SUPPLIED DATA below:

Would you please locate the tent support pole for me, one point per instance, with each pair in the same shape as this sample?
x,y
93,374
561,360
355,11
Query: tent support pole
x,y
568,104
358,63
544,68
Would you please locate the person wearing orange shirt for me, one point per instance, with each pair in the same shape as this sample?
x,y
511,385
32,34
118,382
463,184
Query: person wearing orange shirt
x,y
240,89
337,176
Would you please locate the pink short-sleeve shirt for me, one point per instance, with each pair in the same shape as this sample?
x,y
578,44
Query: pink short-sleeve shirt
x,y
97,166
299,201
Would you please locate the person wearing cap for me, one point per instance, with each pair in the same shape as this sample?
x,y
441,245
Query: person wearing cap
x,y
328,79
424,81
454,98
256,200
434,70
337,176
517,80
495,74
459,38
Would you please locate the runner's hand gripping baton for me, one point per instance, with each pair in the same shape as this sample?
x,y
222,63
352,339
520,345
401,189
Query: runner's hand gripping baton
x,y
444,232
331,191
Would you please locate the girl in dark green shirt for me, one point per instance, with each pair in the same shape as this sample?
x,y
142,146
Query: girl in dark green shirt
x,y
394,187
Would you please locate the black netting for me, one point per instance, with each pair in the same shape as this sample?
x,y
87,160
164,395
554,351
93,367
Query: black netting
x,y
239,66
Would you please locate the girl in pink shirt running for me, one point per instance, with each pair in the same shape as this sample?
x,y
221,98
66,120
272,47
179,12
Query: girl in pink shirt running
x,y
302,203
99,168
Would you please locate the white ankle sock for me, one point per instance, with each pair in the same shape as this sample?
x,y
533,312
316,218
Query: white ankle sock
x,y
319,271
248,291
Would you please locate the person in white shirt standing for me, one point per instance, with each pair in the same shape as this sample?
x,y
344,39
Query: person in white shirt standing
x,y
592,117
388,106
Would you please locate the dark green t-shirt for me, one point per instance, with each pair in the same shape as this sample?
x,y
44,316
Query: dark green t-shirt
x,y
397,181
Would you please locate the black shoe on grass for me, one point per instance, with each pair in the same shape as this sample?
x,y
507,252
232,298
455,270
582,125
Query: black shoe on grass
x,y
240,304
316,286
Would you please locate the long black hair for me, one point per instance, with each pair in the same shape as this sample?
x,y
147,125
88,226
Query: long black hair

End of SUPPLIED DATA.

## WORK ITEM:
Check each line in the listing above for the string "hair", then report how many lines contain it, with no other text.

## PROBLEM SOLUTION:
2